- [Work instructions]: Set down the data again in full, keeping every line exactly as it is.

- [Records supplied]:
• • • •

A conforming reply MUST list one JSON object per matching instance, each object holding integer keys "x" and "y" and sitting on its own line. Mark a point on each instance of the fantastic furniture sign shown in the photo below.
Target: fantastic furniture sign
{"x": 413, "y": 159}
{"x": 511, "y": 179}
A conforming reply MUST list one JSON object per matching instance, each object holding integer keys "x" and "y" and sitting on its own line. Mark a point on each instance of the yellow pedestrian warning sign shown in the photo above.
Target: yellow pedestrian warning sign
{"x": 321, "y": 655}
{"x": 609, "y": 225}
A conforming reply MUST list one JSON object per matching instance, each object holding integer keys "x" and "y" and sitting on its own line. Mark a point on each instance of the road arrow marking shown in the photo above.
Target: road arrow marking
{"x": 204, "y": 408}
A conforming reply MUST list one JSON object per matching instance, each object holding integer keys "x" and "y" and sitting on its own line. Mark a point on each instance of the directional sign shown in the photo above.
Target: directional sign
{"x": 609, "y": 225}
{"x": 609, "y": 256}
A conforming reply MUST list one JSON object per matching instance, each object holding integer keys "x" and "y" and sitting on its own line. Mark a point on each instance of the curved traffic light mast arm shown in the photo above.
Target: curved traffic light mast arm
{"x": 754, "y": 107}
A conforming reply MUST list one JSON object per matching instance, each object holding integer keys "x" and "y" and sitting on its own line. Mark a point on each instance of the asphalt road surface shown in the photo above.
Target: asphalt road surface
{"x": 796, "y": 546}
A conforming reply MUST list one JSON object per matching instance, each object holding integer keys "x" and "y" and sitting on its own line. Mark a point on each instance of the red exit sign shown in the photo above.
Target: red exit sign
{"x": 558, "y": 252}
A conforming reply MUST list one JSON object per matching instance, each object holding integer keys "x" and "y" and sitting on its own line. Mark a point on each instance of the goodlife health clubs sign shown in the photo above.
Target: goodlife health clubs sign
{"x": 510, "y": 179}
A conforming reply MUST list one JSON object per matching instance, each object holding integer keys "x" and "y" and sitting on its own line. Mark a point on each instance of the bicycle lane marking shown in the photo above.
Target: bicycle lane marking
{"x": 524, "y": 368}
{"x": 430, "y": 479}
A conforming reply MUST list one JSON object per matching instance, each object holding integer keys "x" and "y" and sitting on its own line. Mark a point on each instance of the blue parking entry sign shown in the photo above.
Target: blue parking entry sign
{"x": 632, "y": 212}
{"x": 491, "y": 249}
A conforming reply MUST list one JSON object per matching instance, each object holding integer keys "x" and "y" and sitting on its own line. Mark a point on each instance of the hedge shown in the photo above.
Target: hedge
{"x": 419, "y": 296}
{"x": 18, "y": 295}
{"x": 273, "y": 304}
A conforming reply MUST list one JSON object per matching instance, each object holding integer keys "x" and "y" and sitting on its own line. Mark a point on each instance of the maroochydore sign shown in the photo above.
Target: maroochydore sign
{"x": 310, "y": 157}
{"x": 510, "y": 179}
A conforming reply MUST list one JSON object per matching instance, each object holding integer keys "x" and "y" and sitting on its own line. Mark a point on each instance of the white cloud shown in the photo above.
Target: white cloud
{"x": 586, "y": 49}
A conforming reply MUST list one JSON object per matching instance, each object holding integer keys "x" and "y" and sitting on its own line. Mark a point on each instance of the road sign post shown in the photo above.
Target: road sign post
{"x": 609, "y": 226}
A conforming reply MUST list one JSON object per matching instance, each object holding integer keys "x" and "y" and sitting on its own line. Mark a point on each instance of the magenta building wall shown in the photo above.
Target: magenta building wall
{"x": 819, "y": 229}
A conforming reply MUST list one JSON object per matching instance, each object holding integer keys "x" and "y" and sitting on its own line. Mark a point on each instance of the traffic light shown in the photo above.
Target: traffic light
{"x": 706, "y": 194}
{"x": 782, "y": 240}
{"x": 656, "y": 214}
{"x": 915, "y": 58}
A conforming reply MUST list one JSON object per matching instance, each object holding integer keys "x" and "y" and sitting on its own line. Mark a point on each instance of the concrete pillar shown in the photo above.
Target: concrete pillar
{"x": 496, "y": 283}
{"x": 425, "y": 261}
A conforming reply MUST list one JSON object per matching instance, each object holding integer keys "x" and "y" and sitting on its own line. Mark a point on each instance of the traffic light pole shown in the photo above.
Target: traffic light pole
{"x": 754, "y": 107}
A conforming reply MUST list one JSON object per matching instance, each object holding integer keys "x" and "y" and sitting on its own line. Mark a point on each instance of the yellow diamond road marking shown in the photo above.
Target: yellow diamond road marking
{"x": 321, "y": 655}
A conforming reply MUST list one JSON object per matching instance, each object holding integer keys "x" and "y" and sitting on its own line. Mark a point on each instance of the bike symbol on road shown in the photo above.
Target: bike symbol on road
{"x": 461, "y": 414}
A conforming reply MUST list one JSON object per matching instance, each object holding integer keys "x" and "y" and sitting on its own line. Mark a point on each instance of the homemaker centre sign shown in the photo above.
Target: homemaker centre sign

• • • •

- [Answer space]:
A conforming reply MUST list one JSON object per matching instance, each object holding integer keys "x" and "y" and sitting on its own line. Mark a point on each instance of the fantastic furniture sign shown in the photo below.
Target: fantastic furniture sign
{"x": 413, "y": 159}
{"x": 511, "y": 179}
A conforming reply MUST list one JSON object per matching instance, each object holding integer keys "x" and "y" and sitting on its own line. Mark a point on each instance of the yellow pedestrian warning sign shown in the photo above.
Target: yellow pedestrian warning sign
{"x": 321, "y": 655}
{"x": 609, "y": 225}
A conforming reply MUST list one JSON object per matching instance, each object holding integer keys "x" and "y" and sitting on its own line. Mark a point on each instance of the road arrow marking shown in the photo above.
Target: road arrow marking
{"x": 204, "y": 408}
A conforming reply MUST list one JSON object per matching instance, each object holding integer keys "x" and "y" and sitting on its own line. Mark a point on each instance of the directional sign shown in the photo above.
Target: directional sign
{"x": 609, "y": 225}
{"x": 609, "y": 256}
A conforming reply MUST list one JSON object per matching instance, each object holding integer keys "x" and "y" and sitting on its own line. Mark a point on each instance of the curved traffic light mast arm shown in the photo above.
Target: curved traffic light mast arm
{"x": 754, "y": 107}
A conforming reply MUST list one JSON object per matching instance, each object holding integer keys "x" and "y" and sitting on its own line. Mark a point on each instance of the asphalt road surface shown in the photo above.
Target: asphalt road surface
{"x": 796, "y": 546}
A conforming reply MUST list one JSON object per matching instance, each object holding integer keys "x" and "y" and sitting on its own line. Mark a point on each instance of the red exit sign shown in the photo above.
Target: red exit sign
{"x": 558, "y": 252}
A conforming reply MUST list one JSON object per matching instance, each object holding integer keys "x" and "y" and sitting on its own line. Mark a point on each instance of the goodlife health clubs sign shown in the photo above.
Target: goodlife health clubs sign
{"x": 510, "y": 179}
A conforming reply MUST list one JSON object per matching instance, each object holding integer keys "x" and "y" and sitting on its own line. Mark a point on each instance of the bicycle lane marking shown in the photo above.
Target: bicycle lane marking
{"x": 524, "y": 368}
{"x": 430, "y": 479}
A conforming reply MUST list one JSON object per matching instance, each object holding integer keys "x" and "y" and sitting on its own line. Mark a point on each instance of the blue parking entry sign shown in the photo above.
Target: blue parking entry sign
{"x": 632, "y": 212}
{"x": 491, "y": 249}
A conforming reply MUST list one JSON object per matching instance, each object holding integer keys "x" and "y" and sitting on its own line. Mark a point on each instance of the hedge shown in the photo above.
Target: hedge
{"x": 419, "y": 296}
{"x": 18, "y": 295}
{"x": 273, "y": 304}
A conforming reply MUST list one JSON object per matching instance, each object holding integer keys "x" and "y" and sitting on its own line. Mark a point on each instance of the maroochydore sign shown in the photo above.
Target: maroochydore sign
{"x": 310, "y": 157}
{"x": 510, "y": 179}
A conforming reply MUST list one JSON object per matching instance, each object holding integer keys "x" and "y" and sitting on its own line. Mark a point on each instance of the white cloud shown in the photo above.
Target: white cloud
{"x": 586, "y": 49}
A conforming reply MUST list one JSON object per matching instance, each object holding integer keys "x" and "y" and sitting on its own line. Mark a point on each instance of the road sign post shown in the photo above.
Target: road sign post
{"x": 609, "y": 226}
A conforming reply MUST list one JSON object per matching instance, each object holding integer keys "x" and "y" and sitting on its own line. Mark a point on each instance of the magenta building wall shown in the photo above.
Target: magenta building wall
{"x": 819, "y": 229}
A conforming reply MUST list one JSON object per matching instance, each object holding integer keys "x" and "y" and sitting on its own line. Mark a point on each instance of the traffic light shown in the photo above.
Target: traffic light
{"x": 706, "y": 194}
{"x": 782, "y": 240}
{"x": 656, "y": 214}
{"x": 915, "y": 58}
A conforming reply MUST list one JSON object per matching instance, each object holding integer keys "x" and "y" and sitting on its own line. Mark a point on each instance of the concrete pillar shown in the photo above.
Target: concrete pillar
{"x": 496, "y": 283}
{"x": 425, "y": 261}
A conforming reply MUST list one JSON object per matching instance, each object holding integer keys "x" and "y" and sitting on its own line. Mark a point on each instance of the traffic light pole shown in the photo above.
Target: traffic light pole
{"x": 754, "y": 107}
A conforming reply MUST list one JSON object per matching instance, each object holding integer keys "x" and "y" and sitting on its own line. Mark a point on each instance of the yellow diamond road marking shown in the photo above.
Target: yellow diamond road marking
{"x": 321, "y": 655}
A conforming reply MUST list one JSON object per matching instance, each object holding integer keys "x" and "y" and sitting on its own line. Mark a point on each instance of the bike symbol on road shown in the photo above.
Target: bike symbol on road
{"x": 461, "y": 414}
A conforming reply MUST list one JSON object per matching instance, each object holding integer keys "x" and "y" and sitting on its own line. Mark a point on each instance of the homemaker centre sign shown in the photo above.
Target: homemaker centre sign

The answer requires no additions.